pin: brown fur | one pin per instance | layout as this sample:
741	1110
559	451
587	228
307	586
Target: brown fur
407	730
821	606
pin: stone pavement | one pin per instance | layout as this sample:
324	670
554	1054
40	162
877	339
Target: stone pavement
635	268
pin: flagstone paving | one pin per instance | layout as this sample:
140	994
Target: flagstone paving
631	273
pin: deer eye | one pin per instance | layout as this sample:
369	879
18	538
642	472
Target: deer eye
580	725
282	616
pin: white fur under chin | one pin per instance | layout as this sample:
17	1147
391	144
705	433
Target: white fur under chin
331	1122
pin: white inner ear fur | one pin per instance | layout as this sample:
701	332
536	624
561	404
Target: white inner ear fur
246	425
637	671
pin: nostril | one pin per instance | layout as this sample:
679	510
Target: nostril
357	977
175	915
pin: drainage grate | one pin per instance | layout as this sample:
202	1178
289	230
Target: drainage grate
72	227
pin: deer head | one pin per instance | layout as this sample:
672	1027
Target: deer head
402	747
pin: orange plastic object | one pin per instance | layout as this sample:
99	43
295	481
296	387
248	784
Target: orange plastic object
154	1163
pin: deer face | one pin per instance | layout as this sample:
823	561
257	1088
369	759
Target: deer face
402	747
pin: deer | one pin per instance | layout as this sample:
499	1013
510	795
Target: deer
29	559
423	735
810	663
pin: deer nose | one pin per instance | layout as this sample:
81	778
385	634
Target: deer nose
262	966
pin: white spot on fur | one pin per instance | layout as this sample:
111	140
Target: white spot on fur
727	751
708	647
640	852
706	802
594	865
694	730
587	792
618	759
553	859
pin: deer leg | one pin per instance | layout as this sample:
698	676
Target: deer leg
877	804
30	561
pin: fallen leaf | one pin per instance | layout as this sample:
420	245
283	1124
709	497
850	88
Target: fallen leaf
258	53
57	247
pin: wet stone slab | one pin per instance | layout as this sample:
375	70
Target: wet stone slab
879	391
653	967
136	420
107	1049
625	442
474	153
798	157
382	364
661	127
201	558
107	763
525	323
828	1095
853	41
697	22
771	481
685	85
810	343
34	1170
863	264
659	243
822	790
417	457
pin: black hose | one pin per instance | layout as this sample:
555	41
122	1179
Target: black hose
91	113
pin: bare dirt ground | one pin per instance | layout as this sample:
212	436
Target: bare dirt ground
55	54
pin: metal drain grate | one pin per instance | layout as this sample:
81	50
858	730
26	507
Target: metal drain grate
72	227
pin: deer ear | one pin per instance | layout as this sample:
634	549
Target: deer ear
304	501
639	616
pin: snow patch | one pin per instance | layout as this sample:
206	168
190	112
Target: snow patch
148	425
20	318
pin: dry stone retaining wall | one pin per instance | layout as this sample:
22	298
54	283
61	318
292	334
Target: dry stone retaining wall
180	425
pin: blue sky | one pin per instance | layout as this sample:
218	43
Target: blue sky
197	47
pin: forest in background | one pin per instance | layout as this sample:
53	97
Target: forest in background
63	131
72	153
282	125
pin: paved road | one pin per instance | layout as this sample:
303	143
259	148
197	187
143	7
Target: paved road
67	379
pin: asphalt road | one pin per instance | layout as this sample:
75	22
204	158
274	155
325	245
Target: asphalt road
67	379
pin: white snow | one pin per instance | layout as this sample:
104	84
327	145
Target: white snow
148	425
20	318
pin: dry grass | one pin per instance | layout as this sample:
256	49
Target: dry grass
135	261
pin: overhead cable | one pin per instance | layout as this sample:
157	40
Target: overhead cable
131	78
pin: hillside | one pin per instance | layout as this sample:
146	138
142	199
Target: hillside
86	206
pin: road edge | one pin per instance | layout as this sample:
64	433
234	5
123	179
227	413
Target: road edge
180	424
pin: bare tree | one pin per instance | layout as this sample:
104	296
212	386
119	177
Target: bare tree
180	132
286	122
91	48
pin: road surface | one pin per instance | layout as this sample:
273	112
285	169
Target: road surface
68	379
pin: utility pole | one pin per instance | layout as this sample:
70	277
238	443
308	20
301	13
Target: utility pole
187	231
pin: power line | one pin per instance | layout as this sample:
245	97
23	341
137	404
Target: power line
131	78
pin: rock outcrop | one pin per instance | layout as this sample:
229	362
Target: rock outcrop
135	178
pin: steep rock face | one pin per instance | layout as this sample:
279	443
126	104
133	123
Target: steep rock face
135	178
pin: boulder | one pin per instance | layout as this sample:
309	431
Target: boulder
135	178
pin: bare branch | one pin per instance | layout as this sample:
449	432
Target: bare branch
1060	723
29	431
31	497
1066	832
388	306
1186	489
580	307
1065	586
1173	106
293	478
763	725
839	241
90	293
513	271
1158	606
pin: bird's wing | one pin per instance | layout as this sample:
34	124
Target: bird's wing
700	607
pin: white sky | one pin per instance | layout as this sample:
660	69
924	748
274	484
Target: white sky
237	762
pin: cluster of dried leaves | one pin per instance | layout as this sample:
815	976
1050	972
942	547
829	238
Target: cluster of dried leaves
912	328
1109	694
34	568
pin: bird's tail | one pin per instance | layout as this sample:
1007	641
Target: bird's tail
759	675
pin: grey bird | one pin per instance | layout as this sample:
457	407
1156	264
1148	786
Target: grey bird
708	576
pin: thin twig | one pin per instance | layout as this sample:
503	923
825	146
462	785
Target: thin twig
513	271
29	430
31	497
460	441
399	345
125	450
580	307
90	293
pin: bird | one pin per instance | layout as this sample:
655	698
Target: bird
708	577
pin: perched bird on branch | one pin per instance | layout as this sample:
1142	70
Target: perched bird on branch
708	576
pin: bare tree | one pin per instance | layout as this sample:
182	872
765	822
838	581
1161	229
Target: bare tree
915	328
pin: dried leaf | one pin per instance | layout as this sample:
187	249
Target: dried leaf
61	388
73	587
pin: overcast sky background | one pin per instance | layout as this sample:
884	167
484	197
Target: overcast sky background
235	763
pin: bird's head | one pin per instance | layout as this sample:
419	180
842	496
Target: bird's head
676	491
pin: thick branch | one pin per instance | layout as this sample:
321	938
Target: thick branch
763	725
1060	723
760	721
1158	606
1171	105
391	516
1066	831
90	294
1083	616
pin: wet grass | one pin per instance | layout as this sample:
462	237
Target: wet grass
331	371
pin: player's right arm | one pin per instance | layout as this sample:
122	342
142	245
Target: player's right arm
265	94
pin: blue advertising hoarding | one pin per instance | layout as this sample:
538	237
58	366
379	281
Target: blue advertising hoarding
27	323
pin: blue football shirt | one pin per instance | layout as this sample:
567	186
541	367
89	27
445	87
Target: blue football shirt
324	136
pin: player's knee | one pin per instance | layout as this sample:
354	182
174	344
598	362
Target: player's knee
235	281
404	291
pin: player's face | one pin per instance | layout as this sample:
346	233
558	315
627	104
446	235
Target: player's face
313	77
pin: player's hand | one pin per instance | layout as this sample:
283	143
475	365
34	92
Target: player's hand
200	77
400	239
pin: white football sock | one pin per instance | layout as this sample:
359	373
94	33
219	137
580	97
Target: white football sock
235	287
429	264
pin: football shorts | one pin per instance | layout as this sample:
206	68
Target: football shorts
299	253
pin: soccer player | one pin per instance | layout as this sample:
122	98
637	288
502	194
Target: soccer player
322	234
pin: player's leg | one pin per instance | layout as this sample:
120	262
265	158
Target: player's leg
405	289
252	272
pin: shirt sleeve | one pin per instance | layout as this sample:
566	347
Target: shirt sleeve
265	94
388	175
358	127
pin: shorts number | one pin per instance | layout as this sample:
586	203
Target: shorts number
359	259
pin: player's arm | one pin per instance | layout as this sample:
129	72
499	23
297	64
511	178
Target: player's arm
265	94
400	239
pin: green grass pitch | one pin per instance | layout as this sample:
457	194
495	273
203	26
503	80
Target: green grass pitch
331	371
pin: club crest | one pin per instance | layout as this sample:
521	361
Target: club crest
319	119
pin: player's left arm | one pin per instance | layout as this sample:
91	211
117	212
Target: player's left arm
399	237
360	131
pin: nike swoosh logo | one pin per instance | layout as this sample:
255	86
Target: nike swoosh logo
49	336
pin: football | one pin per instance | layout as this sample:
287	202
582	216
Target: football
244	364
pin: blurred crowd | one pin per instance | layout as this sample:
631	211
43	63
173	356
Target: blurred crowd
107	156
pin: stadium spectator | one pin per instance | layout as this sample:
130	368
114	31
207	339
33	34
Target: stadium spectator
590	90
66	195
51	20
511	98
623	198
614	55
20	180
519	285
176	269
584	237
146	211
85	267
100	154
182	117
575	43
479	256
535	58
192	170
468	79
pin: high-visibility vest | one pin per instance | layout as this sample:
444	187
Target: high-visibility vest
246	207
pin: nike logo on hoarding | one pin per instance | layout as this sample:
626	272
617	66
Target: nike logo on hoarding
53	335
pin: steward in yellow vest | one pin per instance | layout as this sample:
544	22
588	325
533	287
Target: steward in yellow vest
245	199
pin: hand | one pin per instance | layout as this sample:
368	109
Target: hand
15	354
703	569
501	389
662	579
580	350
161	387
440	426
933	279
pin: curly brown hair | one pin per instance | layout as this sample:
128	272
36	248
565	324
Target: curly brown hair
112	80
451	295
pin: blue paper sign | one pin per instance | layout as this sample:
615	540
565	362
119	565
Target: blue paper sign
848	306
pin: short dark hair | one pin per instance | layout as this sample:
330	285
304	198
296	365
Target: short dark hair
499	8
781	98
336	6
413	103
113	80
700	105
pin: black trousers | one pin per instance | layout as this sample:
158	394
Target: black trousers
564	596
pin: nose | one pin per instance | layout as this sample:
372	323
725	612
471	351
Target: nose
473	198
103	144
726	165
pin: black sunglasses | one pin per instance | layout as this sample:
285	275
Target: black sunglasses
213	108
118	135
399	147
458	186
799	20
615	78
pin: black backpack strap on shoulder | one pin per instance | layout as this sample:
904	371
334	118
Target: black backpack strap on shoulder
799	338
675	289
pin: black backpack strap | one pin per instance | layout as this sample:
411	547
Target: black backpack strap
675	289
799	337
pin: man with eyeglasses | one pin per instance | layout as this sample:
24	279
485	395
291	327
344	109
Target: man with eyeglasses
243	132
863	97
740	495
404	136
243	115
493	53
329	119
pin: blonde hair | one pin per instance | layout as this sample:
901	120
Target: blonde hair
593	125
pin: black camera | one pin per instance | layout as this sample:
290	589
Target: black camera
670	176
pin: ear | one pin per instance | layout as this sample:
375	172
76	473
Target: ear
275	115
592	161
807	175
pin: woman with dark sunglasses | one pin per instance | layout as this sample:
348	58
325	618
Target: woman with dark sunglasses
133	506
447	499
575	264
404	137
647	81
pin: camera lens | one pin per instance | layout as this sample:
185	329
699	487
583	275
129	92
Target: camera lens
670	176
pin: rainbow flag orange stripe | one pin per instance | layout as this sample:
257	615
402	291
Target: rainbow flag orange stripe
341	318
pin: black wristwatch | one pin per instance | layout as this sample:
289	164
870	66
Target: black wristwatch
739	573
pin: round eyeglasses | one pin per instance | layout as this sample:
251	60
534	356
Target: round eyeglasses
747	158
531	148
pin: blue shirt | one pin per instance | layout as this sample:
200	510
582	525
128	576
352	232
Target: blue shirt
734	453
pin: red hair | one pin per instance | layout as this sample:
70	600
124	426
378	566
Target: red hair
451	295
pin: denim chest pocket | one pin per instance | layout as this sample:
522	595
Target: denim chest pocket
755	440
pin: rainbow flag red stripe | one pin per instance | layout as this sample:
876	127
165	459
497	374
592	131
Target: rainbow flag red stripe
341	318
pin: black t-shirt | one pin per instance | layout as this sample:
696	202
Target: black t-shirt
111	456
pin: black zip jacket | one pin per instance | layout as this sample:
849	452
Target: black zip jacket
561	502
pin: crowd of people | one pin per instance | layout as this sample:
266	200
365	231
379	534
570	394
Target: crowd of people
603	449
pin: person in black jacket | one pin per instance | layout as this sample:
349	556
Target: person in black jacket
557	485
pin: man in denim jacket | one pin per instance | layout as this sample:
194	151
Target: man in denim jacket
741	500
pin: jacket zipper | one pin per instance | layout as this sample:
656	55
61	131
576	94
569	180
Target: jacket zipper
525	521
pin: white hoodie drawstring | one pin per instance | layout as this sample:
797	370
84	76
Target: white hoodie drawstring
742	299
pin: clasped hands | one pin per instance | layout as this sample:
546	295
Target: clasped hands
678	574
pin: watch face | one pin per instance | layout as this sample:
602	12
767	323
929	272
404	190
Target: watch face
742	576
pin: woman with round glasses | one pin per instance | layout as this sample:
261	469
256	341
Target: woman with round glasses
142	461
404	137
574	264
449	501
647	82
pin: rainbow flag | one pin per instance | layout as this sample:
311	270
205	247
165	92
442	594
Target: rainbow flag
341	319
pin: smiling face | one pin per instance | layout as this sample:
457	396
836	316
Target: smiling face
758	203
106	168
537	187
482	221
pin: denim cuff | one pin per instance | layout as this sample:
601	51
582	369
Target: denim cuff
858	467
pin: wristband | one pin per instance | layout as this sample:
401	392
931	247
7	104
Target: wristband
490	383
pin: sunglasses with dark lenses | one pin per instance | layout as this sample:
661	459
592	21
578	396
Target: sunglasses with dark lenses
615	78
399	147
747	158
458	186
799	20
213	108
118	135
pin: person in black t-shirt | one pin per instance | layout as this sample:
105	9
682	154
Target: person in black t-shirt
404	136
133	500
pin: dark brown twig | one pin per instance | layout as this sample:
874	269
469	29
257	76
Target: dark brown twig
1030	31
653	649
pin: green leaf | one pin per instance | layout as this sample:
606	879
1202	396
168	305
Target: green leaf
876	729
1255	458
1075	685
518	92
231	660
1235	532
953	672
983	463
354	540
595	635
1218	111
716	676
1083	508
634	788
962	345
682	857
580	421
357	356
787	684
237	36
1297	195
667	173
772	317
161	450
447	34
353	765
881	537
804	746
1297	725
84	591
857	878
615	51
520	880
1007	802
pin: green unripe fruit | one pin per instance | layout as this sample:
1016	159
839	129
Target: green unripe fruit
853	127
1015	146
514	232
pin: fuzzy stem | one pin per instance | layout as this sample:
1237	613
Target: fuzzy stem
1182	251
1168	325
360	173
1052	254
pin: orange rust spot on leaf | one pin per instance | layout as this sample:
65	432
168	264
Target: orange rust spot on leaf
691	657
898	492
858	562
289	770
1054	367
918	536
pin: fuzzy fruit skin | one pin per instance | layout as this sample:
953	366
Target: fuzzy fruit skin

Request =
Copy the records above word for word, beginning at the line that contains "pin: dark brown" and ending with the last line of the records.

Written response =
pin: dark brown twig | one pin per instance | layout as this sample:
874	269
469	29
257	76
Target: dark brown twig
1030	31
653	649
pin: green leaf | one pin per instance | layout as this sample:
606	879
1202	396
168	305
Target: green leaf
876	729
1255	458
1075	685
518	92
231	660
1235	532
953	672
983	463
354	540
595	635
1218	111
716	676
1083	508
634	788
962	345
682	857
580	421
357	356
787	684
237	36
1297	195
667	173
772	317
161	450
447	34
353	765
881	537
804	746
1297	725
84	591
857	878
615	51
520	880
1007	802
pin: green unripe fruit | one pin per instance | layout as this sample:
1016	159
839	129
Target: green unripe fruit
853	127
1015	146
514	232
pin: fuzzy stem | one pin per instance | layout as this sample:
1237	613
Target: fuzzy stem
1182	251
1168	325
360	173
1052	254
pin: orange rust spot on leaf | one pin per instance | layout as this sample:
65	432
168	264
Target: orange rust spot on leaf
691	657
898	492
858	562
289	770
1054	367
918	536
pin: fuzzy fruit skin | one pin per instance | layout as this sample:
953	366
Target: fuzzy fruit skin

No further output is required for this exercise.